Tarefas:
a - No artigo sobre a política externa de Trump, reescreva o trecho que começa em "O que poderá" e segue até "sua imagem.  (...)", trocando "ex-chefe" por "antigo chefe".
b - Continue o artigo sobre a política externa de Trump a partir do ponto em que ele termina.

Artigo:
/---

O que poderá esperar de uma política externa de Donald Trump?

«John Bolton, conselheiro de segurança nacional de Donald Trump em 2018-19, tem um conselho simples para quem tenta entender a filosofia de seu ex-chefe em política externa: não se incomode. Bolton, que se desentendeu com Trump, diz que o ex-presidente não tem princípios consistentes, apenas humores, rancores e uma obsessão pela sua imagem.  (...) 

Apesar disso, admiradores e detractores discutem como prever as políticas específicas que Trump poderá adoptar. Mesmo pessoas próximas admitem que, até estar na sala com nomes como Vladimir Putin, Xi Jinping ou o príncipe Muhammad bin Salman, ele pode não saber o que quer fazer. A arte do negócio, afirmam, está na dinâmica pessoal. No entanto, tanto os críticos quanto os verdadeiros crentes argumentam que aqueles ao redor de Trump desempenham um papel na moderação dos seus impulsos, sejam confusos ou magistrais. Portanto, para entender o que Trump pode fazer ao redor do mundo vale a pena olhar para as ideologias concorrentes dos seus conselheiros.

Os republicanos já se dividiram em pelo menos três escolas distintas de política externa, para tomar emprestada a taxonomia do Conselho Europeu de Relações Exteriores, um think tank: "primacists", "restrainers" e "prioritisers". Pelo menos alguns membros de cada grupo provavelmente serão escutados por Trump se ele se tornar presidente novamente. Onde todos esses grupos se alinham, é relativamente fácil prever a política. Onde eles estão em desacordo uns com os outros, ou com os impulsos de Trump, espere uma formulação de políticas errática.

Os "primacists", herdeiros de Ronald Reagan, querem preservar a hegemonia global dos Estados Unidos. Eles incluem muitos "never trumpists" que foram amplamente deixados de lado dentro do movimento conservador. Também está fora do círculo íntimo de Trump o "axis of adults" que o mantiveram sob controle, como John Kelly, seu ex-chefe de gabinete, James Mattis e Mark Esper, ambos ex-secretários de Defesa, e Bolton e outro ex-conselheiro de Segurança Nacional, H.R. McMaster.

Alguns reaganistas, no entanto, permaneceram do lado bom de Trump, cedendo e, quando necessário, suprimindo as suas crenças. Entre eles estão Mike Pompeo e Robert O'Brien, últimos secretário de Estado e conselheiro de Segurança Nacional de Trump, respectivamente, que podem voltar a ter grandes cargos num segundo mandato. No Senado, Marco Rubio, Lindsey Graham e Tom Cotton, todos "primacists" hawkish, continuam a ser favoráveis.

\---

Material:

/---

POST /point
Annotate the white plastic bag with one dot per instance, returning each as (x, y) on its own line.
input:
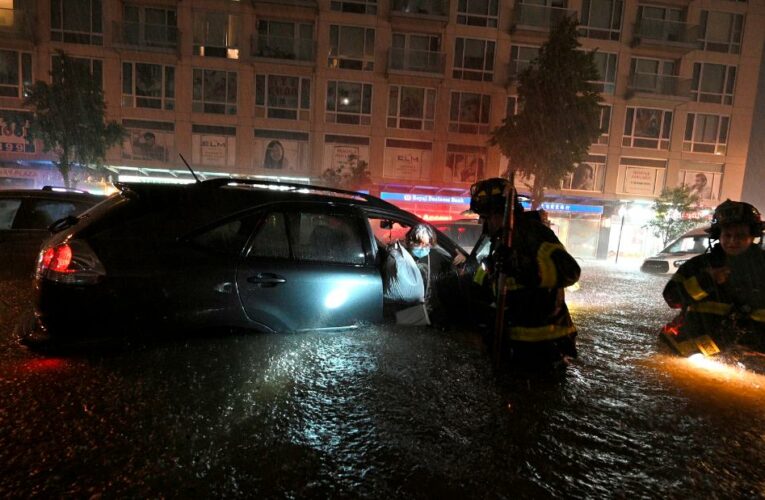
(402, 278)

\---
/---

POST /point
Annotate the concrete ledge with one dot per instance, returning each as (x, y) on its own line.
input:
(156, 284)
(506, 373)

\---

Respostas:
a -
O que poderá esperar de uma política externa de Donald Trump?

«John Bolton, conselheiro de segurança nacional de Donald Trump em 2018-19, tem um conselho simples para quem tenta entender a filosofia de seu antigo chefe em política externa: não se incomode. Bolton, que se desentendeu com Trump, diz que o ex-presidente não tem princípios consistentes, apenas humores, rancores e uma obsessão pela sua imagem.  (...)

b -
Contra eles estão os "restrainers", semelhantes aos isolacionistas de outrora. Eles acreditam que os Estados Unidos não devem tentar policiar o mundo, mas concentrar-se em problemas internos, principalmente na fronteira com o México. Isolacionistas absolutos, como Vivek Ramaswamy, que concorreu à indicação presidencial republicana, são provavelmente uma minoria na elite do partido. Mas capturam cada vez mais o humor do eleitorado republicano. O Chicago Council on Foreign Affairs concluiu, pela primeira vez em meio século de suas pesquisas, que a maioria dos republicanos – particularmente os apoiadores mais fervorosos de Trump – acha que os EUA devem ficar fora dos assuntos mundiais.

Entre os "primacists" e os "restrainers" estão os "prioritisers", que querem que os EUA façam menos na Europa e no Oriente Médio para concentrar recursos na Ásia para enfrentar a China. Elbridge Colby, ex-funcionário do Pentágono durante o governo Trump, tornou-se o sumo sacerdote dos "prioritisers". Ele argumenta que a maioria dos americanos não está disposta a pagar pelos altos gastos de defesa necessários para tentar preservar a primazia dos EUA, nem disposta a ceder a Ásia à China. Em vez disso, os Estados Unidos devem ajustar prioridades, assim como a Grã-Bretanha imperial redefiniu as relações com a França e o Japão para enfrentar uma Alemanha em ascensão na virada do século 20.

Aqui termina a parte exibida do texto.